**FRAGMENTO DEL DOCUMENTO:**
********
Sí, hoy 30 días después, sin síntomas pero convaleciente, reponiéndome minuto a minuto, soy incapaz, siendo sensata y sin aderezarlo con ficción, eso incapaz de reconstruir mi día a día, de estos últimos 30 días. He narrado lo que he podido en dos testimonios en facebook el primero de ellos un domingo y otro de ellos cuando me dieron una pre-alta, el pasado 11 de abril, más con el sentido de motivar el quédate en casa y explicar que es posible salir de ésta, justo en casa, y no con otra intención. Esos videos tenían también la intención de calmar a muchas personas que me llamaban o me escribían y yo no tenía fuerza ni ánimo de contestarles a una por una.
Caray, hoy, 30 días después (uf, ¡qué fuerte!) No puedo narrar ese día a día. Ni siquiera podría hacer un recuento, día a día de síntomas. Tengo lagunas, muchas, de días enteros. Apenas y recuerdo dos noches infernales con sus sueños-pesadillas pero tampoco podría narrarlos con exactitud. Uno de plano se me olvidó, el otro, todavía me da taquicadia porque lo recuerdo por fragmentos.
¡Es una pena que no se me dé romantizar algunas cosas (otras, las romantizo re-bien y hasta me excedo en ello) entre ellas el encierro, el aislamiento, el yo-mi-me-conmigo, porque me uniría a los miles de tuits y posts y estaría “bien in”, pero no, pues no se me da y ya está. Carencias que tiene una qué se le va a hacer.
********
(Extractos del conjunto de datos)

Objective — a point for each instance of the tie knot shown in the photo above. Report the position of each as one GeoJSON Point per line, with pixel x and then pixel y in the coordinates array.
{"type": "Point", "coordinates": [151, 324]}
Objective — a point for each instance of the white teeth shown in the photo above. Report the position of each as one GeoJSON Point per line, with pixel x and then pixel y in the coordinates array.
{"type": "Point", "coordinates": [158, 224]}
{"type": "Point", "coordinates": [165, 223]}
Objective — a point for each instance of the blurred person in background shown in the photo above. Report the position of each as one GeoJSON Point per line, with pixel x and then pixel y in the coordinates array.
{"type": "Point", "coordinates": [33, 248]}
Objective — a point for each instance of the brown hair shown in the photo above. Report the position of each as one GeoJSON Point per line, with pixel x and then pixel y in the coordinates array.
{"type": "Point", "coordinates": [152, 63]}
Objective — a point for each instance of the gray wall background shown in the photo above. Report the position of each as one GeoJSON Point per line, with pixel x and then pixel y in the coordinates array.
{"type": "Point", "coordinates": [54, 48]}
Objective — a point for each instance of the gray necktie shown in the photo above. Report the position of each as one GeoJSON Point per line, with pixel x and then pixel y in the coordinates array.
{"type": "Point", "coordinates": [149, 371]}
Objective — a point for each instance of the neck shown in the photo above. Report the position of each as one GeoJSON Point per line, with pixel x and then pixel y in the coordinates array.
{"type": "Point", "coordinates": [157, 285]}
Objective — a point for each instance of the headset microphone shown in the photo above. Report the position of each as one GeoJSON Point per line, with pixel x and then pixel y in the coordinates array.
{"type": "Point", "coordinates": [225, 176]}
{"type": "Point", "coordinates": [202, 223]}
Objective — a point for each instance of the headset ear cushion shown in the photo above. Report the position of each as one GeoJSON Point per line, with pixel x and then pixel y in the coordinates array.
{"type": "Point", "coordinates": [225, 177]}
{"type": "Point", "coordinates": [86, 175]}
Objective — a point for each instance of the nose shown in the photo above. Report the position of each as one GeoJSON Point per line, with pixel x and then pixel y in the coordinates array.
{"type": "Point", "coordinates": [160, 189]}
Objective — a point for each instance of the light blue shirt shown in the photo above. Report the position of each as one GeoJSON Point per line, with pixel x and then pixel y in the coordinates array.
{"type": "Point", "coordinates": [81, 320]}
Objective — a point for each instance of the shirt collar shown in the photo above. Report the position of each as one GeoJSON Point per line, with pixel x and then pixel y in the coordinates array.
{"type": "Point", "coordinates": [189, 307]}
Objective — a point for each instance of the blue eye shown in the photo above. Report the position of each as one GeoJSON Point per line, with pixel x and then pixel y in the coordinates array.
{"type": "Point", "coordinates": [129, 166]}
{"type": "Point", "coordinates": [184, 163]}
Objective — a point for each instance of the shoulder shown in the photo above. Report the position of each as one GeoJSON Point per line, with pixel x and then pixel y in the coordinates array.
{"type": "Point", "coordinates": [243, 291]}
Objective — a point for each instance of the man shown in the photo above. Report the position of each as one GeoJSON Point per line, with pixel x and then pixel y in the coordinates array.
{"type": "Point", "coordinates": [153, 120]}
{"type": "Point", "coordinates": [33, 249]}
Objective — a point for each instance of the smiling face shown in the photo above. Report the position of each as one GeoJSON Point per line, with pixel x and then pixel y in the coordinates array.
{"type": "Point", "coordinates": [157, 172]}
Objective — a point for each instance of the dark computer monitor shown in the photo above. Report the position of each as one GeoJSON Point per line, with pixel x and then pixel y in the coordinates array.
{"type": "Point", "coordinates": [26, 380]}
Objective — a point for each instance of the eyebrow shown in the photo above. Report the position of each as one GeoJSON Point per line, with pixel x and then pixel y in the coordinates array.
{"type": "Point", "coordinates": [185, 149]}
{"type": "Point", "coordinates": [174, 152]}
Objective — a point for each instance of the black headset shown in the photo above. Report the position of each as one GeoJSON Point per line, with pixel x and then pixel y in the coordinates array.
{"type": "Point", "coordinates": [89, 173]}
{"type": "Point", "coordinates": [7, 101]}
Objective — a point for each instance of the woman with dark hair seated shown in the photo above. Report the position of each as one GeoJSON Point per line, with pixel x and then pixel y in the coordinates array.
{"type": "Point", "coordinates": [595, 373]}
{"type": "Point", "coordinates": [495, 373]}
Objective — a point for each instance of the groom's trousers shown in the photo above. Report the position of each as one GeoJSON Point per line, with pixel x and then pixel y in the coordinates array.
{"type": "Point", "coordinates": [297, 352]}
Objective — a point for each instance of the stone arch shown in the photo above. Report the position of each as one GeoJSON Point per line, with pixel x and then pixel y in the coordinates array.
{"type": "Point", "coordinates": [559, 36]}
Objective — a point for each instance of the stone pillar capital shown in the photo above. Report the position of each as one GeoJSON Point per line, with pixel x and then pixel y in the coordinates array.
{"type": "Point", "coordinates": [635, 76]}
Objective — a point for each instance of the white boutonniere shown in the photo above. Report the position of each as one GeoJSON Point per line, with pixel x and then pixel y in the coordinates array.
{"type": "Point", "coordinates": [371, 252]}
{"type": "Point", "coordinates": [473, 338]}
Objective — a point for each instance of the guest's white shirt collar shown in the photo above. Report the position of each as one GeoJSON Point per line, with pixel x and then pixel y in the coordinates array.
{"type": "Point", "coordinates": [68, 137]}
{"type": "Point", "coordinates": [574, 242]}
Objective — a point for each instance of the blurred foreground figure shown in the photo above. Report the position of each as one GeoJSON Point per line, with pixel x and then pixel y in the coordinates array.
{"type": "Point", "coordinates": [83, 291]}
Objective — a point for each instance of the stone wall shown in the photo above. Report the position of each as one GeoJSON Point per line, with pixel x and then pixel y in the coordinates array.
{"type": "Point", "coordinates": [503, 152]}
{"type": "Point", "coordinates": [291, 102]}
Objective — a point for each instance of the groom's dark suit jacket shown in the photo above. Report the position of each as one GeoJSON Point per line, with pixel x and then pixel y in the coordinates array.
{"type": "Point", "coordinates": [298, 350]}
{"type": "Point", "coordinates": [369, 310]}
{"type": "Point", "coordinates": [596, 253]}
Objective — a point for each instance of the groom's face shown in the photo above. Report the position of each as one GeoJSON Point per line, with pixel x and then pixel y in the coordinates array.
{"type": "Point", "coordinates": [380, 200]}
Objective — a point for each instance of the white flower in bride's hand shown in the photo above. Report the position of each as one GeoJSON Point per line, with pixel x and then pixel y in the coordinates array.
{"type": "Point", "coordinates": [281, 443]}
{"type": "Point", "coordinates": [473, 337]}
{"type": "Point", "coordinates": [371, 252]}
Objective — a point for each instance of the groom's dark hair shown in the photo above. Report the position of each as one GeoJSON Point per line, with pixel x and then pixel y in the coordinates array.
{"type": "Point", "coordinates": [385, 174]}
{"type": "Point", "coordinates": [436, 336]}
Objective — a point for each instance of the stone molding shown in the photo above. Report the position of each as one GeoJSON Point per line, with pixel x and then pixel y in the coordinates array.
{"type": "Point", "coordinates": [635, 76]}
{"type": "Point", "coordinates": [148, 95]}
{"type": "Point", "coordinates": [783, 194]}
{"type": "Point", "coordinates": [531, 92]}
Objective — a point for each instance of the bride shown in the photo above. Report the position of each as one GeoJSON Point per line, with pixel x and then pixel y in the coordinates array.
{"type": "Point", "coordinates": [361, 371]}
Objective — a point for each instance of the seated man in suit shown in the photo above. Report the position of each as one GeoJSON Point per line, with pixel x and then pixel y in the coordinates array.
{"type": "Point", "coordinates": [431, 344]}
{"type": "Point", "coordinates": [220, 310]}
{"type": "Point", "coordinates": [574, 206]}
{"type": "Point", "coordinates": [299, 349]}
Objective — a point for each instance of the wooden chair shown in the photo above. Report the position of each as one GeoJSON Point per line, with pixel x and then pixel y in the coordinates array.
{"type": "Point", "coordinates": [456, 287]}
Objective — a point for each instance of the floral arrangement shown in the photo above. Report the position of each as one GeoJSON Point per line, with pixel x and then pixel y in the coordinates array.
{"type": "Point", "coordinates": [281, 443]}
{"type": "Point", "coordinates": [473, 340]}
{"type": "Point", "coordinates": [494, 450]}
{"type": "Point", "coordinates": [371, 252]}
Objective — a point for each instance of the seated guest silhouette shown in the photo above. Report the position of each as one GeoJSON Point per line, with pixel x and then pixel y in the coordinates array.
********
**TAREAS POR REALIZAR:**
A - Indique si cada una de las siguientes afirmaciones concuerda con el testimonio sobre la convalecencia, respondiendo sí o no y citando literalmente las palabras decisivas: (i) los videos publicados en Facebook buscaban también calmar a personas que llamaban o escribían; (ii) es posible hacer un recuento diario de los síntomas; (iii) se recuerdan con exactitud dos noches de pesadillas.
B - Devuelva sin modificaciones el pasaje del testimonio sobre la convalecencia que comienza con "Caray, hoy, 30" y sigue hasta "va a hacer.".
C - Redacte la continuación del testimonio sobre la convalecencia a partir del punto en que termina.

**RESULTADOS EN ORDEN:**
A -
(i) Sí: «Esos videos tenían también la intención de calmar a muchas personas que me llamaban o me escribían».
(ii) No: «Ni siquiera podría hacer un recuento, día a día de síntomas».
(iii) No: «Apenas y recuerdo dos noches infernales con sus sueños-pesadillas pero tampoco podría narrarlos con exactitud».

B -
Caray, hoy, 30 días después (uf, ¡qué fuerte!) No puedo narrar ese día a día. Ni siquiera podría hacer un recuento, día a día de síntomas. Tengo lagunas, muchas, de días enteros. Apenas y recuerdo dos noches infernales con sus sueños-pesadillas pero tampoco podría narrarlos con exactitud. Uno de plano se me olvidó, el otro, todavía me da taquicadia porque lo recuerdo por fragmentos.
¡Es una pena que no se me dé romantizar algunas cosas (otras, las romantizo re-bien y hasta me excedo en ello) entre ellas el encierro, el aislamiento, el yo-mi-me-conmigo, porque me uniría a los miles de tuits y posts y estaría “bien in”, pero no, pues no se me da y ya está. Carencias que tiene una qué se le va a hacer.

C -
Tampoco estoy nivel idiota máxima de que soy el ombligo del mundo. Miro, aunque a veces no quisiera, a mi alrededor. En lo personal, en la microhistoria más micro de mi ser, y no sé si con muchita o poquita, o la justa autocompasión del COVID19 mismo ¡Carajo estar enfermo y solo es de la mierda! Doy gracias infinitas de no haberlo estado en soledad. Porque solitario y en soledad no es lo mismo. Ni es igual. Afortunadamente fue en solitario pero no en soledad. Y pasarla en solitario, trae consigo otros miedos, otros temores, otrs reflexiones.
Salir al mundo virtual, ese mundo de las redes, de la TV, de los medios masivos, que me traía la pregunta constante del ¿Y mientras yo me azoto en fiebre, dolor, tos, quejumbres, quejumbritos, quejumbrotes, qué pasa en el resto del mundo? Cuando salí de la fase más jodida, y pude leer, ver, dije… ¡Madre santa pura y cristalina, mi pequeñísimo drama corporeo-personal está mucho menos del carajo que afuera! Y esos son otros dolores. Y al parecer tan inevitables e irreflexivos como el COVID19 mismo. En el mundo. En todos los mundos posibles y probables que caben en el mundo.
Sí, soy incapaz de escribir un “Querido Diario”, de estos 30 días. De hacerlo, seguramente comenzaría con “Odiado SARS- CoV-2”, pero si de algo estoy convencida es de que ese diario, este diario, tampoco lo escribiré.